▸ Exercise objective: Copy the material below line for line, with no changes.

▸ The input:

···

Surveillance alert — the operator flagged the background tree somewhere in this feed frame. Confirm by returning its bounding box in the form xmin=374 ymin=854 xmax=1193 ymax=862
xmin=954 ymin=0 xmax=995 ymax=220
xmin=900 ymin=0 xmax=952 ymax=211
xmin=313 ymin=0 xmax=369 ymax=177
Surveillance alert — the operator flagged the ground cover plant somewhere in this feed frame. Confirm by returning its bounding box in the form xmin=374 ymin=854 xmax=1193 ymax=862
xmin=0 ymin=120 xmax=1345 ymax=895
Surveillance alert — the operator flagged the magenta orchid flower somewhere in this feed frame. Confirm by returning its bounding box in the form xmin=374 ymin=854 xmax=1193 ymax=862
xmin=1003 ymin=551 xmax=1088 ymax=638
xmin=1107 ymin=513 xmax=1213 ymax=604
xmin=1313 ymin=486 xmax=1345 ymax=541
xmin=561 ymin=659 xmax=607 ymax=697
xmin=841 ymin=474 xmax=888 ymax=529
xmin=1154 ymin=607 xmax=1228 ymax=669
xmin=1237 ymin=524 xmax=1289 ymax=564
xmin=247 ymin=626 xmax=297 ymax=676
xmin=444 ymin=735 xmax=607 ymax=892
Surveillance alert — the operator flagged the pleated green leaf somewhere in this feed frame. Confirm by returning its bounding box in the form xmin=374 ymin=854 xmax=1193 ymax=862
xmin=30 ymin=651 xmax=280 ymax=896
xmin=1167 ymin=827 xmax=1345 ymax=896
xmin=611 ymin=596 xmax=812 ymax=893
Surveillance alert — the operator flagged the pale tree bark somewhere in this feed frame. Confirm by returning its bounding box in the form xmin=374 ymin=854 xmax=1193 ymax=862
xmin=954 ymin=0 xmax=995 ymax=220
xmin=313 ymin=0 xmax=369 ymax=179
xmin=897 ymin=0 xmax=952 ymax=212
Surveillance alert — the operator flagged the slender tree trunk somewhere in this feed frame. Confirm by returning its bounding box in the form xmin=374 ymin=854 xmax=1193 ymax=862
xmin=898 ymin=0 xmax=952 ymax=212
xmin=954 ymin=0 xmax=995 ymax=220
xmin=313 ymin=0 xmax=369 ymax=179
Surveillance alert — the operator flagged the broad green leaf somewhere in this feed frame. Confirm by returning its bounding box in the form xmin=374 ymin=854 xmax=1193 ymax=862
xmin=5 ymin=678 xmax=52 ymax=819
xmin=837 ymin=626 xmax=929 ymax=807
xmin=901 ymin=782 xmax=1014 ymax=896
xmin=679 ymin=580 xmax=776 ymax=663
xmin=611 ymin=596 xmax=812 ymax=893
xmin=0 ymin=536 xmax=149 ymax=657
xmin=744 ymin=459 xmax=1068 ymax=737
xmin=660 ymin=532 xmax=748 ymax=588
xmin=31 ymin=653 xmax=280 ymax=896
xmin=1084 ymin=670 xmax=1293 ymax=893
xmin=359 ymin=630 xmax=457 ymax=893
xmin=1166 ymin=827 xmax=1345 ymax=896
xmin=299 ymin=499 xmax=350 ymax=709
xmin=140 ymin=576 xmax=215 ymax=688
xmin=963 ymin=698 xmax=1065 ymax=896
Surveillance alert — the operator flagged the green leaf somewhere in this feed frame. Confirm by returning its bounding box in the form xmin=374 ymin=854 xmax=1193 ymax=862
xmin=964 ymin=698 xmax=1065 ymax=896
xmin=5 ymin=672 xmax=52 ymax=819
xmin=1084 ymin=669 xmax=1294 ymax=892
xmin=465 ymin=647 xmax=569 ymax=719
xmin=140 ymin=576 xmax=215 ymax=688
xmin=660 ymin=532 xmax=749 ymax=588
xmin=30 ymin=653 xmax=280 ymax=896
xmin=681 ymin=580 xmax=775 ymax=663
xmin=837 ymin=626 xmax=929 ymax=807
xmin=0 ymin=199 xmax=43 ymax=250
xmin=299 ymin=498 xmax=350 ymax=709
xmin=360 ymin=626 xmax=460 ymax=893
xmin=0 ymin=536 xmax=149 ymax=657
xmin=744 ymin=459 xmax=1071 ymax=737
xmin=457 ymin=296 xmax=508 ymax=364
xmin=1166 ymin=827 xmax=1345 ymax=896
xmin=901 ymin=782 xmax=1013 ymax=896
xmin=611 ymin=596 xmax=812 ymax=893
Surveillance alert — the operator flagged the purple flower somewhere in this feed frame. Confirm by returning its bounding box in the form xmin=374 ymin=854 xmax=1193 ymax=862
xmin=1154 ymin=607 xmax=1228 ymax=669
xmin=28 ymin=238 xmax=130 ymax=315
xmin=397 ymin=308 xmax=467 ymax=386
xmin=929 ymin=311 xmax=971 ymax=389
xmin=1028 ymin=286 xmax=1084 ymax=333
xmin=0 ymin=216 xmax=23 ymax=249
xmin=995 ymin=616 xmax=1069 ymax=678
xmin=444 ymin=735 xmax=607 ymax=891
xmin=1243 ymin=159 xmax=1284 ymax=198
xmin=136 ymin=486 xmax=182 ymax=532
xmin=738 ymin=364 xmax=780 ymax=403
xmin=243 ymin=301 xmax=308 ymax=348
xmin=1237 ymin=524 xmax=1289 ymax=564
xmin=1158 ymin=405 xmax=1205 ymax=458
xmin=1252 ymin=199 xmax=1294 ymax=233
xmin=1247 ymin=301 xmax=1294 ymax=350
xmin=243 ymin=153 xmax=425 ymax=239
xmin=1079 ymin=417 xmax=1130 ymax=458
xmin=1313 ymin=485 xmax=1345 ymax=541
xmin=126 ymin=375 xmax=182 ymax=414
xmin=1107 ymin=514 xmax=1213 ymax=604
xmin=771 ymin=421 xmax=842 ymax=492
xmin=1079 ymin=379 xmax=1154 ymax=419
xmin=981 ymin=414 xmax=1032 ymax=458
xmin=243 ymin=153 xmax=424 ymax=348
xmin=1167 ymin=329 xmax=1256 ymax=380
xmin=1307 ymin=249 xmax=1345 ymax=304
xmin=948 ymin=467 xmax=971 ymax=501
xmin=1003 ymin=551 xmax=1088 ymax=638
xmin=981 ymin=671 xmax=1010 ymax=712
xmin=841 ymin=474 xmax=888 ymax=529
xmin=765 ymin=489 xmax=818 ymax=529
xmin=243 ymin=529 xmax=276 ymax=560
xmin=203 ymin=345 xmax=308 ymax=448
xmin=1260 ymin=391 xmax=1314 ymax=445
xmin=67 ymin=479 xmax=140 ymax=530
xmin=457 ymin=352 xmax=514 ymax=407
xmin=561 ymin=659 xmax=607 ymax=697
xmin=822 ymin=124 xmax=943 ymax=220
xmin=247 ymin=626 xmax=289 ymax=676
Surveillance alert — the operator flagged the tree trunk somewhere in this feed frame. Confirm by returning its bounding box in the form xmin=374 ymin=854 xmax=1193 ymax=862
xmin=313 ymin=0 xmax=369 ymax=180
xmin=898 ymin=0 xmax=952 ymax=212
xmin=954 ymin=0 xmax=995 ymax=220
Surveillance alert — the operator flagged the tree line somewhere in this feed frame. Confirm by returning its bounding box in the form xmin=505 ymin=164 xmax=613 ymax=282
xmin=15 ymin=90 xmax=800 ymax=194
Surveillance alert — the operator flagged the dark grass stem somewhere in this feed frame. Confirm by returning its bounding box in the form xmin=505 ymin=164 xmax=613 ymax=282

···

▸ Complete response:
Surveillance alert — the operator flagged the background tree somewhere in this feed frame. Confirm by returning its bounding box in the form xmin=374 ymin=854 xmax=1193 ymax=862
xmin=954 ymin=0 xmax=995 ymax=220
xmin=900 ymin=0 xmax=952 ymax=211
xmin=313 ymin=0 xmax=369 ymax=177
Surveillance alert — the operator flagged the ground cover plant somewhere in this feed frame. Confirm by returning its bounding box in the form xmin=374 ymin=854 xmax=1193 ymax=862
xmin=0 ymin=120 xmax=1345 ymax=895
Surveillance alert — the operator flagged the magenta orchid flower somewhere in this feed frame. Confirm by returning its bounding box in the form xmin=374 ymin=854 xmax=1193 ymax=862
xmin=1003 ymin=551 xmax=1088 ymax=638
xmin=1107 ymin=513 xmax=1213 ymax=604
xmin=1313 ymin=486 xmax=1345 ymax=541
xmin=561 ymin=659 xmax=607 ymax=697
xmin=841 ymin=474 xmax=888 ymax=529
xmin=1154 ymin=607 xmax=1228 ymax=669
xmin=1237 ymin=524 xmax=1289 ymax=564
xmin=247 ymin=626 xmax=297 ymax=676
xmin=444 ymin=735 xmax=607 ymax=892
Surveillance alert — the operator flagged the pleated green leaf somewhere in this feed frame. Confirm by returning its bounding box in the form xmin=374 ymin=854 xmax=1193 ymax=862
xmin=30 ymin=651 xmax=280 ymax=896
xmin=1167 ymin=827 xmax=1345 ymax=896
xmin=611 ymin=596 xmax=812 ymax=893
Surveillance alert — the operator flagged the pale tree bark somewhere in this feed frame. Confirm by returning its bounding box in the form xmin=374 ymin=854 xmax=1193 ymax=862
xmin=954 ymin=0 xmax=995 ymax=220
xmin=313 ymin=0 xmax=369 ymax=179
xmin=897 ymin=0 xmax=952 ymax=212
Surveillance alert — the operator flagged the slender tree trunk somewhere in this feed frame. Confirm by returning its bounding box in the form xmin=374 ymin=854 xmax=1193 ymax=862
xmin=898 ymin=0 xmax=952 ymax=212
xmin=954 ymin=0 xmax=995 ymax=220
xmin=313 ymin=0 xmax=369 ymax=179
Surveillance alert — the operator flagged the broad green leaf somewhere in this feed frame. Confirm by returning its bounding box in the form xmin=374 ymin=854 xmax=1193 ymax=862
xmin=5 ymin=678 xmax=52 ymax=819
xmin=837 ymin=626 xmax=929 ymax=807
xmin=901 ymin=782 xmax=1014 ymax=896
xmin=679 ymin=580 xmax=776 ymax=663
xmin=611 ymin=596 xmax=812 ymax=893
xmin=0 ymin=536 xmax=149 ymax=657
xmin=744 ymin=459 xmax=1068 ymax=737
xmin=660 ymin=532 xmax=748 ymax=588
xmin=31 ymin=653 xmax=280 ymax=896
xmin=1084 ymin=670 xmax=1293 ymax=893
xmin=359 ymin=630 xmax=457 ymax=893
xmin=1166 ymin=827 xmax=1345 ymax=896
xmin=299 ymin=499 xmax=350 ymax=709
xmin=140 ymin=576 xmax=215 ymax=688
xmin=963 ymin=698 xmax=1065 ymax=896
Surveillance alert — the operator flagged the green leaf somewhere in this feed frame. Confirm by returning its bounding box in the form xmin=374 ymin=854 xmax=1193 ymax=862
xmin=964 ymin=698 xmax=1065 ymax=896
xmin=5 ymin=672 xmax=52 ymax=819
xmin=1084 ymin=669 xmax=1294 ymax=892
xmin=465 ymin=647 xmax=569 ymax=719
xmin=140 ymin=576 xmax=215 ymax=688
xmin=660 ymin=532 xmax=749 ymax=588
xmin=30 ymin=653 xmax=280 ymax=896
xmin=681 ymin=580 xmax=775 ymax=663
xmin=837 ymin=626 xmax=929 ymax=807
xmin=0 ymin=199 xmax=43 ymax=250
xmin=299 ymin=498 xmax=350 ymax=709
xmin=360 ymin=626 xmax=460 ymax=893
xmin=0 ymin=536 xmax=149 ymax=657
xmin=744 ymin=459 xmax=1071 ymax=737
xmin=457 ymin=296 xmax=508 ymax=364
xmin=1166 ymin=827 xmax=1345 ymax=896
xmin=901 ymin=782 xmax=1013 ymax=896
xmin=611 ymin=596 xmax=812 ymax=893
Surveillance alert — the operator flagged the purple flower somewhere in this feed frame. Confirm by returning its bounding box in the form xmin=374 ymin=854 xmax=1193 ymax=862
xmin=1154 ymin=607 xmax=1228 ymax=669
xmin=28 ymin=238 xmax=130 ymax=315
xmin=397 ymin=308 xmax=467 ymax=386
xmin=929 ymin=311 xmax=971 ymax=389
xmin=1028 ymin=286 xmax=1084 ymax=333
xmin=0 ymin=216 xmax=23 ymax=249
xmin=995 ymin=616 xmax=1069 ymax=678
xmin=444 ymin=735 xmax=607 ymax=891
xmin=1243 ymin=159 xmax=1284 ymax=198
xmin=136 ymin=486 xmax=182 ymax=532
xmin=738 ymin=364 xmax=780 ymax=403
xmin=243 ymin=301 xmax=308 ymax=348
xmin=1237 ymin=524 xmax=1289 ymax=564
xmin=1158 ymin=405 xmax=1205 ymax=458
xmin=1252 ymin=199 xmax=1294 ymax=233
xmin=1247 ymin=301 xmax=1294 ymax=350
xmin=243 ymin=153 xmax=425 ymax=239
xmin=1079 ymin=417 xmax=1130 ymax=458
xmin=1313 ymin=485 xmax=1345 ymax=541
xmin=126 ymin=375 xmax=182 ymax=414
xmin=1107 ymin=514 xmax=1213 ymax=604
xmin=771 ymin=421 xmax=842 ymax=492
xmin=1079 ymin=379 xmax=1154 ymax=419
xmin=981 ymin=414 xmax=1032 ymax=458
xmin=243 ymin=153 xmax=424 ymax=348
xmin=1167 ymin=329 xmax=1256 ymax=380
xmin=1307 ymin=249 xmax=1345 ymax=304
xmin=948 ymin=467 xmax=971 ymax=501
xmin=1003 ymin=551 xmax=1088 ymax=638
xmin=981 ymin=671 xmax=1010 ymax=712
xmin=841 ymin=474 xmax=888 ymax=529
xmin=765 ymin=489 xmax=818 ymax=529
xmin=243 ymin=529 xmax=276 ymax=560
xmin=203 ymin=345 xmax=308 ymax=448
xmin=1260 ymin=391 xmax=1314 ymax=445
xmin=67 ymin=479 xmax=140 ymax=530
xmin=457 ymin=352 xmax=514 ymax=407
xmin=561 ymin=659 xmax=607 ymax=697
xmin=822 ymin=124 xmax=943 ymax=220
xmin=247 ymin=626 xmax=289 ymax=676
Surveillance alert — the operator flagged the tree trunk somewhere in this feed frame. Confirm by returning its bounding box in the form xmin=374 ymin=854 xmax=1193 ymax=862
xmin=313 ymin=0 xmax=369 ymax=180
xmin=898 ymin=0 xmax=952 ymax=212
xmin=954 ymin=0 xmax=995 ymax=220
Surveillance alert — the operator flagged the tree line somewhere in this feed frame. Confirm by returning its bounding box in the form xmin=505 ymin=164 xmax=613 ymax=282
xmin=15 ymin=90 xmax=800 ymax=194
Surveillance alert — the operator flagged the dark grass stem somewhere in this feed frame. Confirm by returning its bounding box in the form xmin=505 ymin=164 xmax=613 ymax=282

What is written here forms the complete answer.